# Verilen Metin
★ ★ ★
Finli komşum Covid-19 ile birlikte tuhaf davranış kalıpları geliştirdi. İşten döndüğünde dairesinin kapısının önünde çırılçıplak soyunup eşyalarını merdiven boşluğundaki bir elbise askısına asıyor. Ancak o zaman dairesine girip, “bal döküp yalanası” yerlere dokunmadan kapı kirişindeki temiz çoraplarını giyiyor ve ardından doğrudan duşa gidiyor.

Corona-19’un neden olduğu hijyen nevrozu sistemin hastalıklarından arınmayı doğurmuyor, merdiven boşluğuna bırakılan elbiseler sistemin dayattığı davranış kalıplarından soyunmak anlamına gelmiyor.
★ ★ ★
# Verilen Bilgiler
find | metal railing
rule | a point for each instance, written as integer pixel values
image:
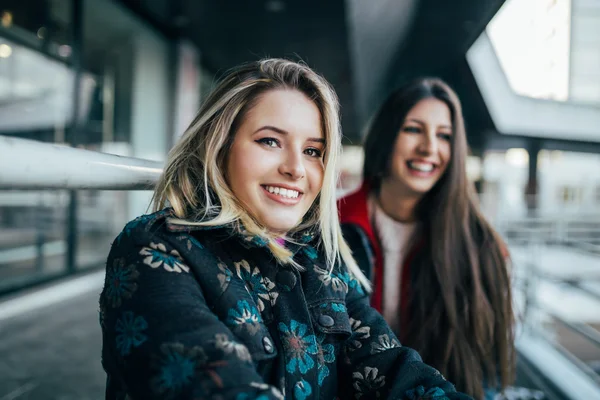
(27, 164)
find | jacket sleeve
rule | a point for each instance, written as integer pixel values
(160, 339)
(378, 366)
★ ★ ★
# Alıştırmanın İstedikleri
1. Hijyen nevrozu üzerine metne dayanarak şu soruları yanıtlayın:
(a) Komşu, işten dönünce çıkardığı eşyalarını nereye asıyor?
(b) Komşunun temiz çorapları nerede duruyor?
(c) Metne göre hijyen nevrozu neyi doğurmuyor?
2. Lütfen hijyen nevrozu üzerine metni son cümlesinden sonra kaldığı yerden sürdürün.

# Görev Sonuçları
1.
(a) Merdiven boşluğundaki bir elbise askısına.
(b) Kapı kirişinde.
(c) Sistemin hastalıklarından arınmayı.

2.
Kapanma, Holokost’tan kurtulmuş yaşlı Alman Yahudisi komşumun travmatik anılarını geri çağırdı. Çocukluktan gelen deneyimleri kapanma nedeniyle görünüşe göre yeniden canlandı. Kadın torununa sürekli, “Naziler geri mi döndü. Bu gettoda daha ne kadar saklanacağız? diye sorup duruyor. Yaşlı kadın muhtemelen yakın geçmiş hafıza kaybı yaşıyor.

1974 Kıbrıs çıkarmasında, annemin babama aynı türden soruları sorduğunu duymuştum. Soruların sadece mekân, zaman, etnik köken, din ve barbarların uyruğuyla ilgili kısmı farklıydı.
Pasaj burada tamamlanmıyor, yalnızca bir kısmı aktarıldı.